Supplied data:
----
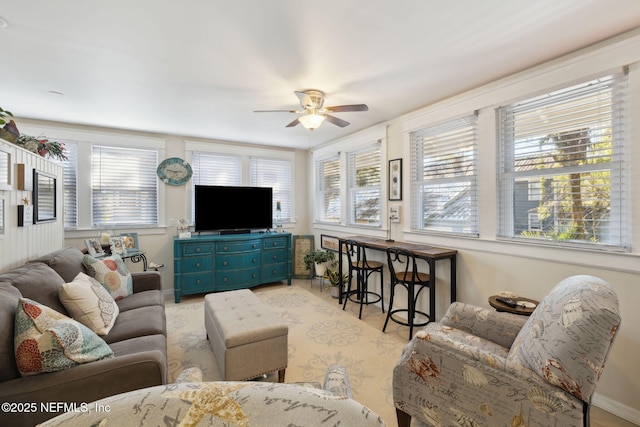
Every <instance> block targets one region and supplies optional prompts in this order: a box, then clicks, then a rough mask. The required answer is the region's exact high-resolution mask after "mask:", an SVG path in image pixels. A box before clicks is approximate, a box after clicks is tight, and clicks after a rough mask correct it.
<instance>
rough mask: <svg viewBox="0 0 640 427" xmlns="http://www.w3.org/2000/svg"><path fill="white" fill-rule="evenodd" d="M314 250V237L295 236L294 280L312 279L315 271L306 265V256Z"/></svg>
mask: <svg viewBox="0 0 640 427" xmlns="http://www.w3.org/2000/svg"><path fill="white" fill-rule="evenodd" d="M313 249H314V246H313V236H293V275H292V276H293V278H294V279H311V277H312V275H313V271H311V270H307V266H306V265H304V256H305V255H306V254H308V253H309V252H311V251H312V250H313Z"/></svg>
----
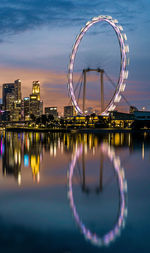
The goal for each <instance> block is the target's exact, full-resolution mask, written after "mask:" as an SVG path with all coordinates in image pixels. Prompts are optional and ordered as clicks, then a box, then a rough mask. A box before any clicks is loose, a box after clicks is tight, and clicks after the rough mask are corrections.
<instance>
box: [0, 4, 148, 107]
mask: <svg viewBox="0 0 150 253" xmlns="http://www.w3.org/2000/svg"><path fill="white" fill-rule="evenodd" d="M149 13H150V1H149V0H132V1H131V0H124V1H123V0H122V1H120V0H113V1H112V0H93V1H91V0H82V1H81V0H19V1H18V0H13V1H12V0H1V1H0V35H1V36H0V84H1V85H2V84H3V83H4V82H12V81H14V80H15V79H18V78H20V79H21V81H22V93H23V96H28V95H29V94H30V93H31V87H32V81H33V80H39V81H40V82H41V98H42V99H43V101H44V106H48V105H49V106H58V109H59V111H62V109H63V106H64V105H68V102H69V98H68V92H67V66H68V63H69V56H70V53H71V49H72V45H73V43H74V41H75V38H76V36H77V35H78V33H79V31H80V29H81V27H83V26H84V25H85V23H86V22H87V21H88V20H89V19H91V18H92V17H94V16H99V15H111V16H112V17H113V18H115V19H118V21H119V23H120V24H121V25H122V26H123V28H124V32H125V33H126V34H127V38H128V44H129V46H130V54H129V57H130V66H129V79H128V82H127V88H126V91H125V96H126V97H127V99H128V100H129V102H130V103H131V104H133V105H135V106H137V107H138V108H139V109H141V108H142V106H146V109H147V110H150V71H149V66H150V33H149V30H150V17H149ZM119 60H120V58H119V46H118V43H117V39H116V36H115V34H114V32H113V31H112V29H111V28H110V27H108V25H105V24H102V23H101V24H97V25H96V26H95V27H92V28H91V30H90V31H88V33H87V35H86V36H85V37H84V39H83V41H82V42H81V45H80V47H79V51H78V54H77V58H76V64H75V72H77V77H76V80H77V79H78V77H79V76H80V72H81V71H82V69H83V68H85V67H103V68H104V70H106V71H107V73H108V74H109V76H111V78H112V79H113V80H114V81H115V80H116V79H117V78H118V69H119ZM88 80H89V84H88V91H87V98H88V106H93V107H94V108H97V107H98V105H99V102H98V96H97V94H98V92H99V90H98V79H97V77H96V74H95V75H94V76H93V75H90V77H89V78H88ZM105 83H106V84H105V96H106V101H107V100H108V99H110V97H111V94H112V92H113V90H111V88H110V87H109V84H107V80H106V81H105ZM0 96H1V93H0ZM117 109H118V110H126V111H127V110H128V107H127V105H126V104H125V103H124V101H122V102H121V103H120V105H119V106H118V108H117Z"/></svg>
----
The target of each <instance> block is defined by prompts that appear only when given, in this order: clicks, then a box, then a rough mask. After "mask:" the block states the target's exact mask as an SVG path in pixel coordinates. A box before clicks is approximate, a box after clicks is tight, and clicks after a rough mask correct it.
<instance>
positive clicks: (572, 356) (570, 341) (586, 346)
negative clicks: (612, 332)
----
Work item: Swap "optional" for "voluntary" in the part of the records that opens with the line containing "The goal for" and closes with the line containing "box: [0, 4, 148, 107]". Give back only those lines, with nothing else changed.

Solution to this task:
The goal for each <instance> block is the target's exact, full-resolution mask, written after "mask:" as an SVG path with all coordinates in image pixels. Prompts are voluntary and ordered as clicks, then a box, then a rough mask. A box before any clicks is loose, a box after clicks is tight, and clicks after the rough mask are corrections.
<instance>
box: [0, 4, 148, 107]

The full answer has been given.